- Aim of the task -
Repeat every line of the material below word for word, but leave out any pictures.
——————————
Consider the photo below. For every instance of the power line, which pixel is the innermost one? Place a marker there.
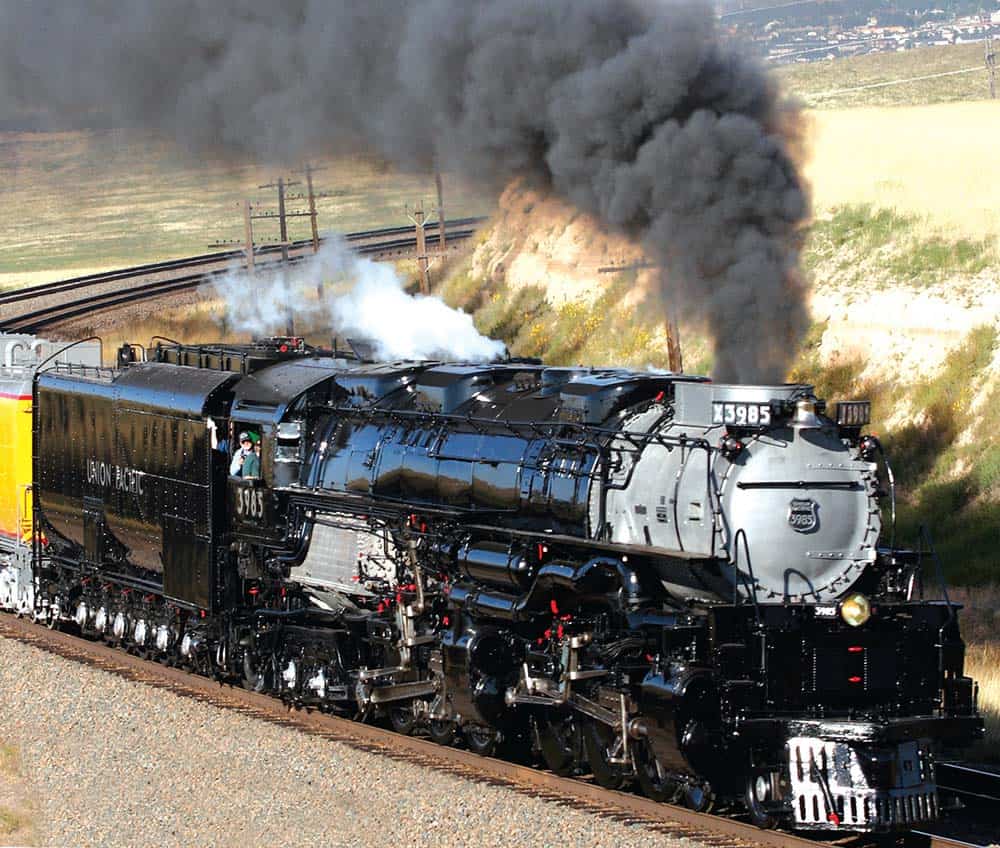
(770, 8)
(836, 91)
(836, 45)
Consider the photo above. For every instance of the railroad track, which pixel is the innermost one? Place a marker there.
(386, 243)
(710, 830)
(975, 786)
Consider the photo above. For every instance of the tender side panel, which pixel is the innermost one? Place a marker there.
(15, 461)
——————————
- Solved exercise -
Consider the photo below. For every instance of the power line, which pixel is the innermost one? Place a marker there.
(770, 8)
(836, 91)
(836, 45)
Consider the photo above. For every instance of the railroad track, which pixel is the innermost one? Place a marker there.
(386, 243)
(710, 830)
(975, 786)
Consider the photo above. For every instance of the tender side panel, which pixel is the innermost one? Place a marker there.
(15, 461)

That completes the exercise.